## TEXT SHOWN

# # # #

For every doctor who practices regenerative medicine responsibly there is another who goes too far in promoting things like PRP therapy as ‘magic’ cures for whatever ails you. The truth is that regenerative medicine is not magic. Stem cell injections and PRP therapy are not magic. They are medicine.
The distinction between medicine and magic should be self-evident. And yet, there are those who give regenerative medicine a bad name by insisting that those therapies currently on the market are a cure-all. They do further disservice by implying that PRP and stem cell injections work for everyone who use them. That is also not true.
Different Patients Respond Differently
While regenerative medicine has proved beneficial for large numbers of patients, these treatments do not work for everyone. Why? Because of the fundamental fact that different patients respond differently.
According to the Advanced Regenerative Medicine Institute, one patient may respond very well to PRP injections for osteoarthritis while another one is no better off after being treated. One patient may be pain free after three injections while another still experiences significant pain.
For the record, this reality is not confined to regenerative medicine. It exists across the entire spectrum of modern medicine. Just ask any patient who has undergone cancer treatment. Ask any patient currently being treated for diabetes. Ask anyone who has received the flu vaccine how it worked out.
There is no medical device or treatment protocol that works 100% of the time for 100% of the patients. So to portray regenerative medicine as a foolproof cure-all is to defy both logic and nature. And for the record, similar claims from the opposite side of the spectrum are no more valid.
The fact that some people do not respond well to PRP therapy is not a wholesale indictment of regenerative medicine. It is ludicrous for regenerative medicine critics to say there is nothing to it simply because some people do not respond well. If we were to follow the critics’ conclusions to their logical end, we would have to stop treating people with any illness or injury.

# # # #

## DATA EXCERPT
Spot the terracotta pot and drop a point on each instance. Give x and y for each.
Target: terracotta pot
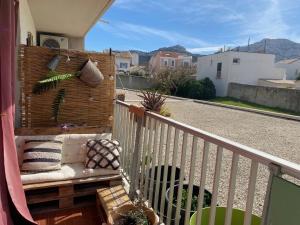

# # # #

## ACTION ITEM A
Quote the stretch of the regenerative medicine article from "For the record, this" through "it worked out.".
## ACTION ITEM B
In the regenerative medicine article, what reason is given for why these treatments do not work for everyone?
## ACTION ITEM C
Write the next part of the regenerative medicine article, starting after its last sentence.

## ANSWER A
For the record, this reality is not confined to regenerative medicine. It exists across the entire spectrum of modern medicine. Just ask any patient who has undergone cancer treatment. Ask any patient currently being treated for diabetes. Ask anyone who has received the flu vaccine how it worked out.

## ANSWER B
Different patients respond differently.

## ANSWER C
When PRP Works
The fact that PRP therapy does not work for everyone implies that it does work for some. And when it does, it tends to work very well. The secret to successful PRP therapy is patient screening followed by proper treatment.
Doctors screen their patients in an attempt to determine the best candidates for PRP injections. They sit and talk with patients about their particular condition, their pain level, how they have responded to other treatments in the past, what they hope to get out of PRP therapy, etc.
Good candidates for the therapy are then treated via an outpatient procedure involving a blood draw and a subsequent injection. Follow-up treatments are then applied as needed. They may include physical therapy, prescription medications, and additional injections.
When PRP works well, osteoarthritis patients experience less pain. Injured athletes heal faster, more completely, and with less pain. They get back into competition more quickly as well. When PRP works as intended, fewer prescription pain medications are needed and invasive surgery is often avoided.
A Proper Perspective
If we need anything in the regenerative medicine field these days, it is a proper perspective. PRP therapy and its regenerative medicine counterparts are not magic. They are medicine. They should be understood like any other form of medicine in that they will prove successful for some but not for all.
A proper perspective would weed out those doctors who sell regenerative medicine as magic. It would also temper patient expectations accordingly. Both would be refreshing change.